◆ **Dataset excerpts**
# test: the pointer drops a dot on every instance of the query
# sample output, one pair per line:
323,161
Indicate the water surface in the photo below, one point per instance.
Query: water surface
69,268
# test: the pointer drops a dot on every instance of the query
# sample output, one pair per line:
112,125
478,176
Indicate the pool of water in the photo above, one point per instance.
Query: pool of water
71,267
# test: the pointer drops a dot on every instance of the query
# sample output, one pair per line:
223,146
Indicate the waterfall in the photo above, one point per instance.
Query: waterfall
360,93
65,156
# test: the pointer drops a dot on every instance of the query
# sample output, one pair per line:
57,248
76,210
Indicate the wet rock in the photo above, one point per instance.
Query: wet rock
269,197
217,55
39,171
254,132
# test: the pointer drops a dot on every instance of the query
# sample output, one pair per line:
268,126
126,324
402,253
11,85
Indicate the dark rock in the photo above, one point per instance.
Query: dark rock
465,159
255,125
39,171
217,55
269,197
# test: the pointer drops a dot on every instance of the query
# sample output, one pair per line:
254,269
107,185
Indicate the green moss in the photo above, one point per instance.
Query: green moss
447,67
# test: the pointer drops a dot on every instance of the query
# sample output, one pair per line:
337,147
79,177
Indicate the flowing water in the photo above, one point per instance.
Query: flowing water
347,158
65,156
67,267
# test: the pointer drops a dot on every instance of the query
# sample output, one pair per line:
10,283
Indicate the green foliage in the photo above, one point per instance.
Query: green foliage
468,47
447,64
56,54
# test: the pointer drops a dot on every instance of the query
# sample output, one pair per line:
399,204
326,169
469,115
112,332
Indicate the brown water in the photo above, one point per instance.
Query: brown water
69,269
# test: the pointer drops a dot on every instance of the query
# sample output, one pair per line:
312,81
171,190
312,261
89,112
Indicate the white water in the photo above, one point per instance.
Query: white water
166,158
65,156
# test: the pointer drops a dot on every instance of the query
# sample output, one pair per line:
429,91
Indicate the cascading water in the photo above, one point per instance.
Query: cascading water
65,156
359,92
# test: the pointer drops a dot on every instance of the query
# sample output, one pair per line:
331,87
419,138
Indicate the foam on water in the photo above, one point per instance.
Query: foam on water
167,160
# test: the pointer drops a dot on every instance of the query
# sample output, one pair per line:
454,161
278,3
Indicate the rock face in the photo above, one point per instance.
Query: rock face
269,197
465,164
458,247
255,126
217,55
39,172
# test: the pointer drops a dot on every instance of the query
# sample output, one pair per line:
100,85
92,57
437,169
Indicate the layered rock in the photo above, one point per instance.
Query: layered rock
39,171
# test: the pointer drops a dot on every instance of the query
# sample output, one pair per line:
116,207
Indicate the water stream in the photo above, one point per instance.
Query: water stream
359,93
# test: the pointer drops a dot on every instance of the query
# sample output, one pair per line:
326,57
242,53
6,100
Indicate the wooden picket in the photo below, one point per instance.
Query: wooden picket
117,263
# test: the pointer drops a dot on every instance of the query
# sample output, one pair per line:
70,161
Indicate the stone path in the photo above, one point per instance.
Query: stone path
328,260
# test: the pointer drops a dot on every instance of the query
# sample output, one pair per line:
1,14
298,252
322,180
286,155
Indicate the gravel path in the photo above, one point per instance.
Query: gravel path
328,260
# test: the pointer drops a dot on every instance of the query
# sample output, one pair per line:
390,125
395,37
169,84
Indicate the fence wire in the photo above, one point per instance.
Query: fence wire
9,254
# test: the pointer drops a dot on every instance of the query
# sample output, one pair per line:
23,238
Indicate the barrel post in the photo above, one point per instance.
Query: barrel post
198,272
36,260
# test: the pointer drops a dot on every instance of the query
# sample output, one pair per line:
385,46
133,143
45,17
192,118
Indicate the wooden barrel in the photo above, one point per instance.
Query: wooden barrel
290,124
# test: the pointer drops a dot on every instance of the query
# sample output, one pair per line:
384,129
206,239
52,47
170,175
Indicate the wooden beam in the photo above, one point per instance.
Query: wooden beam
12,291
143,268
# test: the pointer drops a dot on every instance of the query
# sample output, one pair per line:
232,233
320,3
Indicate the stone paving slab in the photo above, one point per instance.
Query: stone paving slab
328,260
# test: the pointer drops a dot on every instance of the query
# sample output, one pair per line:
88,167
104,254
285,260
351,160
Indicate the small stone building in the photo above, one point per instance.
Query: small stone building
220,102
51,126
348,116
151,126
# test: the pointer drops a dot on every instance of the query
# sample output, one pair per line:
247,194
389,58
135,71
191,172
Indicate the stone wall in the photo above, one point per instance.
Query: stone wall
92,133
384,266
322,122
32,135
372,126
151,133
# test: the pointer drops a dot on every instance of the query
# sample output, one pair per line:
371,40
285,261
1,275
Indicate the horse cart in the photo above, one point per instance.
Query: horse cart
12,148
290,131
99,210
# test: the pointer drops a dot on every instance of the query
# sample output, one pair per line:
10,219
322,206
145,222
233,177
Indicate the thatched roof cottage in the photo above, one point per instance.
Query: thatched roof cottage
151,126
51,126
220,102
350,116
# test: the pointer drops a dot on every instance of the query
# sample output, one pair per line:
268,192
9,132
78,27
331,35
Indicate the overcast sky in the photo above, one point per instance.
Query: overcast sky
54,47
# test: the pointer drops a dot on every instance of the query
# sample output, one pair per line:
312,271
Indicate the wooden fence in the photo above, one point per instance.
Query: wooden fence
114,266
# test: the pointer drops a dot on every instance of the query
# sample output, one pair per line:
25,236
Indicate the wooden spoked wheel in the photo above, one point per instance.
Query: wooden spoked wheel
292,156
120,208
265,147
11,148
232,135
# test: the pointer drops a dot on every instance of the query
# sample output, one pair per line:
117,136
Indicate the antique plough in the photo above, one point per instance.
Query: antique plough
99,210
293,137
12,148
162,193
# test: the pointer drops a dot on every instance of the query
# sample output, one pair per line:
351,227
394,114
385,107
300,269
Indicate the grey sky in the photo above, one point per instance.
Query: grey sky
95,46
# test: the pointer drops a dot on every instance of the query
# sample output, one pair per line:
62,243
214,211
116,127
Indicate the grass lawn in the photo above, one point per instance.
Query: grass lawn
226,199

◆ **Task**
Write the complete data out, exactly as above.

◆ **Answer below**
# test: the pointer drops a dot on every instance of the query
# sample output, one pair per line:
323,161
Indicate the water surface in the photo below, one point per instance.
Query: water surface
69,268
# test: the pointer drops a dot on every instance of the query
# sample output, one pair per line:
112,125
478,176
Indicate the pool of water in the photo above, one point per instance.
Query: pool of water
71,267
# test: the pointer drops a dot on every instance of the query
# sample output, one pair per line:
223,146
Indicate the waterfall in the photo above, one point per instance.
Query: waterfall
360,93
65,156
# test: the pointer drops a dot on every instance of the query
# sample output, one pair per line:
57,248
76,210
Indicate the wet rock in the photo above, one point per instance.
Query: wet rock
269,197
217,55
39,171
254,132
# test: the pointer drops a dot on every instance of the query
# sample output, one pair per line:
268,126
126,324
402,253
11,85
Indicate the dark rock in the photo above, one point per instance.
Query: dark rock
465,159
255,125
39,171
217,55
269,197
# test: the pointer drops a dot on every instance of the query
# sample output, one pair per line:
254,269
107,185
Indicate the green moss in the photo above, one point per instance.
Query: green moss
447,67
# test: the pointer drops a dot on every instance of the query
# sample output, one pair per line:
337,147
79,177
Indicate the flowing water in the photo above, one point per instance.
Query: flowing water
347,158
65,156
67,267
# test: the pointer drops a dot on every instance of the query
# sample output, one pair per line:
10,283
Indicate the green foliage in the photo above, one point per instance.
Query: green foliage
468,47
447,64
56,54
# test: the pointer drops a dot on every instance of the query
# sample output, one pair per line:
399,204
326,169
469,115
112,332
Indicate the brown water in the photo above, one point per instance.
Query: brown water
69,269
# test: the pointer drops a dot on every instance of the query
# sample output, one pair per line:
312,81
171,190
312,261
89,112
Indicate the white water in the photo above, one point per instance.
Query: white water
166,158
65,156
# test: the pointer drops a dot on every instance of the query
# sample output, one pair per line:
429,91
Indicate the cascading water in the photo above, one point per instance.
Query: cascading water
65,156
359,92
# test: the pointer drops a dot on every instance of the query
# sample output, one pair per line:
331,87
419,138
Indicate the foam on water in the photo above, one point per instance.
Query: foam on water
167,160
# test: the pointer drops a dot on every instance of the query
# sample output, one pair per line:
454,161
278,3
Indicate the rock face in the photo above, one point per instance.
Query: rock face
269,197
465,164
458,247
255,126
217,55
39,172
# test: the pointer drops a dot on every instance of the query
# sample output, one pair per line:
100,85
92,57
437,169
Indicate the layered rock in the photo above, one point per instance.
Query: layered rock
39,171
# test: the pointer drops a dot on every instance of the query
# sample output, one pair per line:
116,207
Indicate the water stream in the photo above, one point per instance.
Query: water stream
359,93
# test: the pointer drops a dot on every instance of the query
# sample output, one pair per line:
326,57
242,53
6,100
Indicate the wooden picket in the photo below, one point per instance.
Query: wooden picket
117,263
# test: the pointer drops a dot on every instance of the query
# sample output, one pair per line:
70,161
Indicate the stone path in the photo above, one point per instance.
Query: stone path
328,260
# test: the pointer drops a dot on every instance of the query
# sample output, one pair per line:
1,14
298,252
322,180
286,155
Indicate the gravel path in the photo above, one point per instance.
Query: gravel path
328,260
# test: the pointer drops a dot on every instance of the query
# sample output, one pair per line:
390,125
395,37
169,84
Indicate the fence wire in the photo above, one point per instance.
Query: fence wire
9,254
# test: the pointer drops a dot on every instance of the query
# sample output, one pair per line:
23,238
Indicate the barrel post in the photo above, one point per instance.
Query: barrel post
198,272
36,260
# test: the pointer drops a dot on every instance of the query
# sample output, one pair per line:
385,46
133,143
45,17
192,118
Indicate the wooden barrel in the photo above, one point per instance.
Query: wooden barrel
290,124
# test: the pointer drops a dot on every instance of the query
# sample output, one pair per line:
384,129
206,239
52,47
170,175
Indicate the wooden beam in the photo above, one point per instance.
Query: wooden beam
12,291
143,268
# test: the pointer drops a dot on every instance of the query
# sample output, one pair per line:
232,233
320,3
Indicate the stone paving slab in the photo above, one point per instance.
Query: stone paving slab
328,260
# test: the pointer drops a dot on every instance of the query
# sample output, one pair per line:
88,167
104,254
285,260
351,160
Indicate the small stone building in the photo above, one point per instance.
Query: small stone building
220,102
51,126
348,116
151,126
# test: the pointer drops a dot on every instance of the query
# sample output, one pair per line:
247,194
389,58
135,71
191,172
Indicate the stone wall in the photo above, one point per instance.
Query: stone wall
92,133
384,266
322,122
32,135
372,126
151,133
# test: the pointer drops a dot on every instance of the query
# sample output, one pair per line:
371,40
285,261
1,275
Indicate the horse cart in the photo above, one point per instance.
Query: horse cart
12,148
290,131
99,210
# test: the pointer drops a dot on every instance of the query
# sample output, one pair per line:
10,219
322,206
145,222
233,177
Indicate the thatched roof cottage in the photo above, one point per instance.
Query: thatched roof cottage
151,126
51,126
220,102
350,116
# test: the pointer drops a dot on every instance of the query
# sample output, one pair per line:
268,192
9,132
78,27
331,35
Indicate the overcast sky in the photo above, one point per instance.
Query: overcast sky
54,47
# test: the pointer drops a dot on every instance of the query
# sample output, one pair per line:
312,271
Indicate the wooden fence in the photo above, one point per instance.
Query: wooden fence
114,266
# test: the pointer drops a dot on every instance of the query
# sample output, one pair per line:
25,236
Indicate the wooden spoked wheel in the photo above, one point per instance.
Query: wooden spoked wheel
292,156
120,208
265,147
11,148
232,135
# test: the pointer drops a dot on every instance of the query
# sample output, one pair per line:
117,136
Indicate the antique plough in the photo above, one point per instance.
Query: antique plough
99,210
293,137
12,148
162,193
# test: the pointer drops a dot on every instance of the query
# sample output, one pair per line:
351,227
394,114
385,107
300,269
Indicate the grey sky in the photo above, one point per instance.
Query: grey sky
95,46
# test: the pointer drops a dot on every instance of the query
# sample output, one pair per line:
62,243
214,211
116,127
Indicate the grass lawn in the photo above, one point per instance.
Query: grass lawn
226,199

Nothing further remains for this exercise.